> **EXERCISE BRIEF**
Rewrite the items from the line containing "Where can you spot the sponsor" through the end, keeping the requests unchanged. Multiply every coordinate in the answers by 0.45 and round to whole numbers, with halves rounded up.
══ RECORDS SHOWN ══
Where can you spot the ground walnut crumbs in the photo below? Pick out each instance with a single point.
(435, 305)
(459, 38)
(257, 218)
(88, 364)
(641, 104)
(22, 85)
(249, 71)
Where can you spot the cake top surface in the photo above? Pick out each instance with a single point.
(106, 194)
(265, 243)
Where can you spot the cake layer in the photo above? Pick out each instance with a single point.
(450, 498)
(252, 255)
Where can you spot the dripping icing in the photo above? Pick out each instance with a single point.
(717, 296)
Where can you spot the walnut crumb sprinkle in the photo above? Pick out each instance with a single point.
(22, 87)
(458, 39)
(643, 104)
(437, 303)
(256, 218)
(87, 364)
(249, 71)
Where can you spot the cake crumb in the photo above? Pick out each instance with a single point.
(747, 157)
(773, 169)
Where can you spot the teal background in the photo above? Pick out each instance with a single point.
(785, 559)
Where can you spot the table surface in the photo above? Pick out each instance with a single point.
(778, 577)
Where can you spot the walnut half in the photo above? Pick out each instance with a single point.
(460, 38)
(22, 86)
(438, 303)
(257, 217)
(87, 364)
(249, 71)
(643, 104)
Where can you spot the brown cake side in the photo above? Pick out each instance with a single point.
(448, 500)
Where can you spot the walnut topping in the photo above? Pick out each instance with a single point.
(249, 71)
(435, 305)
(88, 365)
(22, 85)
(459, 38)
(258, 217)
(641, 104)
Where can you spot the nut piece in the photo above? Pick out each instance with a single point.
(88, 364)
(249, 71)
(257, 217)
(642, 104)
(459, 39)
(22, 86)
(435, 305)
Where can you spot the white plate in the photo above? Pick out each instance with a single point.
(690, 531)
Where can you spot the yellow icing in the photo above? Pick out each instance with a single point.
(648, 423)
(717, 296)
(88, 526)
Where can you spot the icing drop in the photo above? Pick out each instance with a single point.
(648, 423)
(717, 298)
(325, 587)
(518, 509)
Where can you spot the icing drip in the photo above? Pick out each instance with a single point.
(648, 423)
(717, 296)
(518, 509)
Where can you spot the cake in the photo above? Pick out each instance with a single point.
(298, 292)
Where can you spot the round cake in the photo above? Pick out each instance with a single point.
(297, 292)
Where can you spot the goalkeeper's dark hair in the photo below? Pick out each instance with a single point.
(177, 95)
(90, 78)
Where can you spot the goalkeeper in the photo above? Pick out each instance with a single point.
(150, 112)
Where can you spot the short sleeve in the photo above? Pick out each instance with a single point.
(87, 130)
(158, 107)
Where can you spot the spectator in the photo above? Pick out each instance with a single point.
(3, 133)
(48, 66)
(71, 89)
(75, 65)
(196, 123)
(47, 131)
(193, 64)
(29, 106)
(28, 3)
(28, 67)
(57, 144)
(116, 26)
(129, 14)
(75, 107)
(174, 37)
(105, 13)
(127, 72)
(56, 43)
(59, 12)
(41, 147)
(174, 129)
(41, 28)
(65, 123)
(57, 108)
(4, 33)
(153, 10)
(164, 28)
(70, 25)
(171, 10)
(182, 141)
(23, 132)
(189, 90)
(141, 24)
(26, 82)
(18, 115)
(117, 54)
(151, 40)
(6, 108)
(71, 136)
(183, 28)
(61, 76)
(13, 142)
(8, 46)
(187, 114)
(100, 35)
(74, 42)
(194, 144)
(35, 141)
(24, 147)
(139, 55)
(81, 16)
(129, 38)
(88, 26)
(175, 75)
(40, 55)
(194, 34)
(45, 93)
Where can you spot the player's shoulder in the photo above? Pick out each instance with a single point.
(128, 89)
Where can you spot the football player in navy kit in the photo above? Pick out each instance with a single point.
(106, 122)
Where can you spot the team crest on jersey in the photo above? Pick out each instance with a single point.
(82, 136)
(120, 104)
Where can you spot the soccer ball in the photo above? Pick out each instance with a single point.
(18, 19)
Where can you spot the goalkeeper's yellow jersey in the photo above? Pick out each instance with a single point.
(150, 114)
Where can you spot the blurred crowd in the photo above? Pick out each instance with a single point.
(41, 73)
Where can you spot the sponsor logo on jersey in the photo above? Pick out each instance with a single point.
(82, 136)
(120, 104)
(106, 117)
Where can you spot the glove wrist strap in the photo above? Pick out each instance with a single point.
═══
> **RESULT**
Where can you spot the sponsor logo on jersey in the photo above? Pick out each instance with a single point.
(37, 61)
(54, 47)
(48, 53)
Where can you spot the glove wrist strap in the photo above? Pick out each instance with a single point.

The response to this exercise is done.